═══ Text for analysis ═══

GSoC 2018 Project Summary: Infection Monkey

05 Feb 2019 Daniel Haslinger 2018 gsoc gsoc2018 infection-monkey project student

The Infection-Monkey team for GSoC 2018 wrote this post as a project summary of their GSoC 2018 experience

Team:

Student: Vakaris Žilius

Mentor: Daniel Goldberg

Introduction

During GSOC 2018, Vakaris worked with me on the Infection Monkey.

The Infection Monkey is an open source security tool for testing a data center’s resiliency to perimeter breaches and internal server infection. The Monkey uses various methods to self propagate across a data center and reports success to a centralized Monkey Island server.

As part of the project, Vakaris implemented a new framework for web vulnerabilities and added multiple new exploit methods using this framework. This makes it far easier for other contributors to add new exploits and gives the Infection Monkey some serious power in older networks.

═══ Provided records ═══

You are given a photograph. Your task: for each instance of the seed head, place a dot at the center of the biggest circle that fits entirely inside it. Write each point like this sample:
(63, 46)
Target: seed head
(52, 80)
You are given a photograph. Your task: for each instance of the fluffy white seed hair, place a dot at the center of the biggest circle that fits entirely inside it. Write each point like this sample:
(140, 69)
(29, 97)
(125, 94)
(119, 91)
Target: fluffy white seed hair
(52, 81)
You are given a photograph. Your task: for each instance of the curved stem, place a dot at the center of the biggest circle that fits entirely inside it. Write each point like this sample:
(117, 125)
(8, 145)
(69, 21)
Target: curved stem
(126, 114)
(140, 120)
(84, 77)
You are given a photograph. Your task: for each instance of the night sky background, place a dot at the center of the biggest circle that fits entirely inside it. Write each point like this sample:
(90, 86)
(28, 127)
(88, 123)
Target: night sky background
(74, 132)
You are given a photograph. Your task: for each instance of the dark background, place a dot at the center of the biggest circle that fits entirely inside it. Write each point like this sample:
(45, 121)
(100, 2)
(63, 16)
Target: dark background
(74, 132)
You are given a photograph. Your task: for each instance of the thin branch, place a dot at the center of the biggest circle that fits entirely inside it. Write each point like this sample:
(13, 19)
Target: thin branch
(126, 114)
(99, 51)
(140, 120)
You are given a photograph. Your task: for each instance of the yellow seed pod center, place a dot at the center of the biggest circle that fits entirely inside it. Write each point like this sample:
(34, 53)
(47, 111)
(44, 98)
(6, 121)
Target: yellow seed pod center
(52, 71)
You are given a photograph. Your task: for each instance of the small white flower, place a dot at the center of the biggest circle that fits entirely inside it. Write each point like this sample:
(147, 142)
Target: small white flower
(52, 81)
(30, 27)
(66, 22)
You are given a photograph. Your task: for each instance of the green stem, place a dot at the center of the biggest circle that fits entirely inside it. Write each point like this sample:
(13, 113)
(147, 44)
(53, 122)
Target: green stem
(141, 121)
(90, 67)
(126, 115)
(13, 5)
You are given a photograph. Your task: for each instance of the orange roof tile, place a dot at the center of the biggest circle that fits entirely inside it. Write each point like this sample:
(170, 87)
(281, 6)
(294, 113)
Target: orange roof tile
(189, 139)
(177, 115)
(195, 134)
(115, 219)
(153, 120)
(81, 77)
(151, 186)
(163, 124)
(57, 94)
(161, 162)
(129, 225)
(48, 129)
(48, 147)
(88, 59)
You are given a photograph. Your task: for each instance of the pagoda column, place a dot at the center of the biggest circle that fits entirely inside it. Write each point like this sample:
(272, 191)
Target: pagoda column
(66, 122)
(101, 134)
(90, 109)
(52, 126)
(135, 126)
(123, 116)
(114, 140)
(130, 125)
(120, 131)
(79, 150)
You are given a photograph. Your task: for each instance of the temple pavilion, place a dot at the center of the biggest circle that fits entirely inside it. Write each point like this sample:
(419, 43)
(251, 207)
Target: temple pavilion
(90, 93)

═══

● **Work task 1**
Output everything in the Infection Monkey summary from "05 Feb 2019" down to "the Infection Monkey.", copied word for word.
● **Work task 2**
According to the Infection Monkey summary, why is the new framework for web vulnerabilities useful? Answer in one to three sentences.

● **Exercise solution 1**
05 Feb 2019 Daniel Haslinger 2018 gsoc gsoc2018 infection-monkey project student

The Infection-Monkey team for GSoC 2018 wrote this post as a project summary of their GSoC 2018 experience

Team:

Student: Vakaris Žilius

Mentor: Daniel Goldberg

Introduction

During GSOC 2018, Vakaris worked with me on the Infection Monkey.

● **Exercise solution 2**
The framework makes it far easier for other contributors to add new exploits. Along with the new exploit methods built on it, it also gives the Infection Monkey some serious power in older networks.